**Задание 1:** Почему, согласно тексту о подготовке Ленина к отдыху, Ленин и врачи отвергли Красную Поляну?
**Задание 2:** Продолжите текст о подготовке Ленина к отдыху с того места, где он обрывается.

**Текст:**
◇ ◇ ◇ ◇ ◇ ◇ ◇

Орджоникидзе работал над поиском места для отдыха Ленина, предлагая варианты. Ленин и врачи забраковали Абастуман (высок, «гроб»), Бакуриани (и высоко, и не благоустроено), Красную Поляну (слишком жарко и в котловине), все Черноморское побережье (море нежелательно для Надежды Константиновны). Подходили Кисловодск, Боржоми, Нальчик2465. Однако вскоре поездка на юг перенеслась на конец мая. А 23 апреля Ленин просил Уншлихта подыскать ему место отдыха на Урале2466.
Готовясь к длительному отдыху, Ленин особое внимание уделил работе своих заместителей в СНК и СТО. В написанном им 11 апреля проекте постановления на эту тему он настаивал, что главное в их деятельности «состоит в проверке фактического исполнения декретов, законов и постановлений; в сокращении штатов совучреждений, в надзоре за упорядочением и упрощением делопроизводства в них; в борьбе с бюрократизмом и волокитой». Ленин также предлагал: «Разгрузка СНК и СТО в максимальной степени от мелочных вопросов, разрешение которых должно происходить частью (и преимущественно) в порядке ведомственного управления… Приблизительно 9/10 труда замы должны уделять хозяйственным наркоматам, 1/10 – остальным».
Обязанности между замами «на ближайшие месяцы, впредь до особого постановления» распределялись так: «Тов. Цюрупа председательствует в Большом СНК (после 2-х часов заседания председательствование передается т. Рыкову)… Тов. Цюрупа подписывает для печати постановления Большого СНК и телеграфные распоряжения от его имени, а равно наблюдает за комиссиями Большого СНК и Малого СНК и за работами Малого СНК… Тов. Рыков председательствует в пленарных заседаниях СТО, подписывает для печати его постановления и телеграфные распоряжения»2467.

◇ ◇ ◇ ◇ ◇ ◇ ◇

**Исходные материалы:**
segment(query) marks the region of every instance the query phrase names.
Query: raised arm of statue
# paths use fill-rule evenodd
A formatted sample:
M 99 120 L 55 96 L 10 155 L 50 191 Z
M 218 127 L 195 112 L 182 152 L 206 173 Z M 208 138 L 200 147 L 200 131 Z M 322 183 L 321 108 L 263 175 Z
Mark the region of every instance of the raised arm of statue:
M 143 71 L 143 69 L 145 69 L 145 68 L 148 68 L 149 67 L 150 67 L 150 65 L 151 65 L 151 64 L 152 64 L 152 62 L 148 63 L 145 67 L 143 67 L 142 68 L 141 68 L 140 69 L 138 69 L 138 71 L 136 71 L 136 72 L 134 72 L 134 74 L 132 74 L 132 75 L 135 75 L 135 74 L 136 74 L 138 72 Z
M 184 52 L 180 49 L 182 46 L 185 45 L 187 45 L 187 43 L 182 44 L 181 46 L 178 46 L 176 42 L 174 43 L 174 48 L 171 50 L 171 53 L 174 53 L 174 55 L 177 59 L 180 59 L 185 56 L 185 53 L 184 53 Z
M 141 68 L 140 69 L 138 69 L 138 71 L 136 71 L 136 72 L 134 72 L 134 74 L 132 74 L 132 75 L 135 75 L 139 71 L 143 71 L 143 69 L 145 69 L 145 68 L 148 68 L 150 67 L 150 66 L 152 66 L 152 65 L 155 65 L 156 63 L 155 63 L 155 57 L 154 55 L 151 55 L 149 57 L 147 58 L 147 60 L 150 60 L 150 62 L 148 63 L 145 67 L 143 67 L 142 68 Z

◇ ◇ ◇ ◇ ◇ ◇ ◇

**Поле для ответа 1:** Там слишком жарко, и место находится в котловине.

**Поле для ответа 2:**
Троцкий не вытерпел и 18 апреля ответил письмом, в котором вновь раскритиковал всю ленинскую систему управления: «Поставленные задачи настолько универсальны, что это равносильно тому, как если бы не было поставлено никаких задач. Замы должны стремиться, чтобы во всех областях и во всех отношениях все было хорошо – вот к чему сводится проект постановления… И главное – не вижу по-прежнему того органа, который фактически изо для в день руководит хозяйственной работой… Таким учреждением должен быть Госплан». На следующий день Троцкий усилил атаку на Ленина: «Нужна система в работе. Между тем пример бессистемности – и это самое важное и самое опасное – идет сверху»2468.
Нельзя сказать, что Троцкий был не прав. Назвать стиль управления Ленина системным, действительно, можно было только от безоглядной к нему любви. Как, впрочем, и стиль Троцкого. Но с его замечаниями, естественно, председатель СНК не согласился и 5 мая ответил не менее резко: «Замечания т. Троцкого частью тоже неопределенны… и не требуют ответа, частью возобновляют наши разногласия с т. Троцким, многократно уже наблюдавшиеся в Политбюро»2469. Ленинские предложения приняли без учета замечаний Троцкого.
Ленину становилось все хуже. Преходящие нарушения мозгового кровообращения, апатия, навязчивые состояния, слабость. По Москве поползи слухи, что Ленин впал в запой или сошел с ума. Поставив под сомнение до тех пор основной диагноз – переутомление, – немецкие врачи решились извлечь из его шеи пули Каплан.